→ EXERCISE A:
Set down, word for word, the part of the forum thread that begins at "Dan Martin- A" and stops after "Tour this year.".

→ ARTICLE:
begin
# The annual Garmin tour team thread



## kbiker3111 (Nov 7, 2006)

These have always been fun in the past, so I thought I'd kick it off for this year. Riders are showing their strength at ToC and the Giro and we should get an idea of who's in over the next couple weeks. Who do you think makes the team?

Roster: Garmin-Barracuda - Wikipedia, the free encyclopedia

Locks:
CVV
David Millar
Tyler Farrar
Robbie Hunter
DZ
Tom Danielson (assuming he doesn't completely implode this week)

Likely:
Christophe Le Mevel- Its been reported he didn't ride the Giro in anticipation of the Tour. Also, he's french.
Dan Martin- A good showing at the Vuelta raised his chances and Sideburns eventually needs to see whether all that potential is for real.

Outside looking in:
Haussler- Unless Farrar has some good results by mid June, Haussler won't be needed as a leadout. Isn't his whole season set up around the Olympics anyway?
Johan Vansummeren- A great domestique, but no results this year hurts his chances.
Sep Vanmarcke- It would be good to include him to boost his chances of staying at Garmin next year, but he doesn't really fill a need. Besides, even Boonen is skipping le Tour this year.
Fab Wegmann- Useful as a domestique?
Talansky/Stetina- Too young
Alex Rasmussen- Only if there was a TTT.
Maaskant- Same problem as Sep, only he's older.
Thomas Dekkar- A mildly successful comeback, but he's probably looking at a Vuelta spot.

Out:
Ryder Hesjedal- All his efforts will be at the Giro.


----------



## wiz525 (Dec 31, 2007)

i wouldn't say Farrar is a lock...


----------



## weltyed (Feb 6, 2004)

stetina might make the cut, but they could be worried he is too burned out from the giro. farrar is most likely in. this will probably keep haussler out. then again, with boonen not in the tour...

vansummeren could be there.

tommy dekkar


----------



## kbiker3111 (Nov 7, 2006)

weltyed said:


> stetina might make the cut, but they could be worried he is too burned out from the giro. farrar is most likely in. this will probably keep haussler out. then again, with boonen not in the tour...
> 
> vansummeren could be there.
> 
> tommy dekkar


Stetina is only 24, do you think they'll run him in back to back GTs?


----------



## weltyed (Feb 6, 2004)

kbiker3111 said:


> Stetina is only 24, do you think they'll run him in back to back GTs?


no, i dont. thats why i said _might make the cut but they might be worried about the giro_. then again, garmin doesnt make the greatest decisions when it comes to choosing riders for races. ask thor.


----------



## Sylint (Jul 27, 2009)

Ramunas Navardauskas would be an outside shot as well.

Van Summeran is also probably in, IMO.
end
→ EXERCISE B:
Recast the lines of the records as a JSON list of strings, one string per line, with blank lines left out. Begin at the line that contains "Target: neck" and stop after the line that contains "pixel 189 101".

Records from a data source:
begin
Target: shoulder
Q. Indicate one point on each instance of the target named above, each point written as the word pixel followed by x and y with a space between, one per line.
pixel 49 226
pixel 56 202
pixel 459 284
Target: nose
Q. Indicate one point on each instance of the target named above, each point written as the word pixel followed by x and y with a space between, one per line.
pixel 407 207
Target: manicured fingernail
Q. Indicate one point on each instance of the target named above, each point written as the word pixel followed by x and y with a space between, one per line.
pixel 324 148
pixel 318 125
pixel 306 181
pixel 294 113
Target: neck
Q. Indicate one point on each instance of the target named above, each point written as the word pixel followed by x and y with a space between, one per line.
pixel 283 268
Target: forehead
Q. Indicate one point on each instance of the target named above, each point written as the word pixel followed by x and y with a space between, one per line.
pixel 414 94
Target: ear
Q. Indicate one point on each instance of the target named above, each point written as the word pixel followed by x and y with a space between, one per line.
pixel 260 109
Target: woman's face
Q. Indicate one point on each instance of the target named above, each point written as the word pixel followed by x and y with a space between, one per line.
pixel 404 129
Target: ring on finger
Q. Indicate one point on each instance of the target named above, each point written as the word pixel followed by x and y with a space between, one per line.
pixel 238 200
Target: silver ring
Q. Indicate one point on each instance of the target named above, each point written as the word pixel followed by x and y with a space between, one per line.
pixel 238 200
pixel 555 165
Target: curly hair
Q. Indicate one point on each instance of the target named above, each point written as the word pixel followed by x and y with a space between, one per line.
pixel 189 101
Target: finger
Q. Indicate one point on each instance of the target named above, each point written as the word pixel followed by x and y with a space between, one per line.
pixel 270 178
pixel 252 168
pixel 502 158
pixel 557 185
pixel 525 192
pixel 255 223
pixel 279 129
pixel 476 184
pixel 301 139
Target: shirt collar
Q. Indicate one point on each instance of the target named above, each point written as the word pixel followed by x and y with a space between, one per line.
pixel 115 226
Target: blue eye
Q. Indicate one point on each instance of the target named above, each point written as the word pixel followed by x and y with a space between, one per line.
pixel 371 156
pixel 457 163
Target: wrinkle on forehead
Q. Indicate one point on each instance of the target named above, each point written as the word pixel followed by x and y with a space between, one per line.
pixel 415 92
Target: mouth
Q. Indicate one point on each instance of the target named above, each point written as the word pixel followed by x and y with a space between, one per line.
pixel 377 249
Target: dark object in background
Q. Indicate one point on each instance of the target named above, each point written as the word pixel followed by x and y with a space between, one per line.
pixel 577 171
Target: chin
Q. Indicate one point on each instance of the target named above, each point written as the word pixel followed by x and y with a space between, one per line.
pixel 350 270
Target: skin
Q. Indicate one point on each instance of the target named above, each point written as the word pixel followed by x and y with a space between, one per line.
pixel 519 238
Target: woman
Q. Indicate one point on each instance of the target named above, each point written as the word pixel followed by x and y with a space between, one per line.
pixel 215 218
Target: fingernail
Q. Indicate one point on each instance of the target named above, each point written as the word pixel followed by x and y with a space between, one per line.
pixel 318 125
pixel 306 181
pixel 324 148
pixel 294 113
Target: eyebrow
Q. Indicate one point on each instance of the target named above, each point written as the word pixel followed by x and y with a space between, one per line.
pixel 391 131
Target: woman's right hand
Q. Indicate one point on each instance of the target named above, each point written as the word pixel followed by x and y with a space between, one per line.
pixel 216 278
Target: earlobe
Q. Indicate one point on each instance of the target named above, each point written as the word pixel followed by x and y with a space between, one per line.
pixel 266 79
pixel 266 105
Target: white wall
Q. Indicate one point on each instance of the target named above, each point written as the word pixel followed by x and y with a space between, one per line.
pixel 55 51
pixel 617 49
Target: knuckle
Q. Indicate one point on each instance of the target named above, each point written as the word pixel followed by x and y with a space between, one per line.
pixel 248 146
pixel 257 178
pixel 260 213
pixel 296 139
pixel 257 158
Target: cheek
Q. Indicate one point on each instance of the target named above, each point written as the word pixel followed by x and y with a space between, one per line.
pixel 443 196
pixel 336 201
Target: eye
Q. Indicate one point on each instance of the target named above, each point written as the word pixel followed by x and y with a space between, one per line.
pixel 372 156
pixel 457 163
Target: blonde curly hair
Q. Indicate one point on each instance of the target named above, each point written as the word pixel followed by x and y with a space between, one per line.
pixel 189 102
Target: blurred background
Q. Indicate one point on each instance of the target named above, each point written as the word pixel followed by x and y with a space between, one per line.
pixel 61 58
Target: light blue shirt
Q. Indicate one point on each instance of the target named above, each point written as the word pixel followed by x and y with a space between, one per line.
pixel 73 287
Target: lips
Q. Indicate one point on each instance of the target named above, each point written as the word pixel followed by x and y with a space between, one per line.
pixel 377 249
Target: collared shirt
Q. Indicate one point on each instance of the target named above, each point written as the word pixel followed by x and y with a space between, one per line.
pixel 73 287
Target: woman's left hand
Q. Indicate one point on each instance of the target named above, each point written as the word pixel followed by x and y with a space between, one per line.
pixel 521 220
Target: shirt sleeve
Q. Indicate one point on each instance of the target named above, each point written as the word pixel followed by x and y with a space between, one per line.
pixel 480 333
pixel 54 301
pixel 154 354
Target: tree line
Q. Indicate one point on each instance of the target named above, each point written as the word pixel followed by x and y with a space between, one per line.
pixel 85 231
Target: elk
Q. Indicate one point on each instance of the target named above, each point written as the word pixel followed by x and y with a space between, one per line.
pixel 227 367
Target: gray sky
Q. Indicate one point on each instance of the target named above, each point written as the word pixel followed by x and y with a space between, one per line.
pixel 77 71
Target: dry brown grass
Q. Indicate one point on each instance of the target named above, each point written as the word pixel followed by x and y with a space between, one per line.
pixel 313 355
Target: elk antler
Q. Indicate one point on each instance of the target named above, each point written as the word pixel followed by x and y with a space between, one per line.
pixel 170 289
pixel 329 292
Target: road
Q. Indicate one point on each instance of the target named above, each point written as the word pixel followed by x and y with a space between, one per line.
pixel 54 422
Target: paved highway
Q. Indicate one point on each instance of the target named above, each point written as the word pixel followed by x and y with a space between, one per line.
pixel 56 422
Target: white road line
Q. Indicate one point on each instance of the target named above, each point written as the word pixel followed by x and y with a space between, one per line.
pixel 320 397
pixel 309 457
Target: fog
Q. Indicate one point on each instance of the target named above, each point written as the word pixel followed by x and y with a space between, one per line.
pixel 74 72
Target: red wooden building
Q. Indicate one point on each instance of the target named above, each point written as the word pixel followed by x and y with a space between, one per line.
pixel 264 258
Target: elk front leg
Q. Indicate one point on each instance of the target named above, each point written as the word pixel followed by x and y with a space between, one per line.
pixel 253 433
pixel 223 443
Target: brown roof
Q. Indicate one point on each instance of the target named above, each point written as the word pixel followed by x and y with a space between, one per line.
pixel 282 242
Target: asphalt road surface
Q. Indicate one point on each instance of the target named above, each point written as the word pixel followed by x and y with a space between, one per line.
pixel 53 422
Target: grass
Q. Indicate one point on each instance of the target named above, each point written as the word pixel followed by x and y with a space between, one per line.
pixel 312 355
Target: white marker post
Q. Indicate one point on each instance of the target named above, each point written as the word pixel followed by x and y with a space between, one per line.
end
→ CORRECT OUTPUT A:
Dan Martin- A good showing at the Vuelta raised his chances and Sideburns eventually needs to see whether all that potential is for real.

Outside looking in:
Haussler- Unless Farrar has some good results by mid June, Haussler won't be needed as a leadout. Isn't his whole season set up around the Olympics anyway?
Johan Vansummeren- A great domestique, but no results this year hurts his chances.
Sep Vanmarcke- It would be good to include him to boost his chances of staying at Garmin next year, but he doesn't really fill a need. Besides, even Boonen is skipping le Tour this year.

→ CORRECT OUTPUT B:
[
  "Target: neck",
  "Q. Indicate one point on each instance of the target named above, each point written as the word pixel followed by x and y with a space between, one per line.",
  "pixel 283 268",
  "Target: forehead",
  "Q. Indicate one point on each instance of the target named above, each point written as the word pixel followed by x and y with a space between, one per line.",
  "pixel 414 94",
  "Target: ear",
  "Q. Indicate one point on each instance of the target named above, each point written as the word pixel followed by x and y with a space between, one per line.",
  "pixel 260 109",
  "Target: woman's face",
  "Q. Indicate one point on each instance of the target named above, each point written as the word pixel followed by x and y with a space between, one per line.",
  "pixel 404 129",
  "Target: ring on finger",
  "Q. Indicate one point on each instance of the target named above, each point written as the word pixel followed by x and y with a space between, one per line.",
  "pixel 238 200",
  "Target: silver ring",
  "Q. Indicate one point on each instance of the target named above, each point written as the word pixel followed by x and y with a space between, one per line.",
  "pixel 238 200",
  "pixel 555 165",
  "Target: curly hair",
  "Q. Indicate one point on each instance of the target named above, each point written as the word pixel followed by x and y with a space between, one per line.",
  "pixel 189 101"
]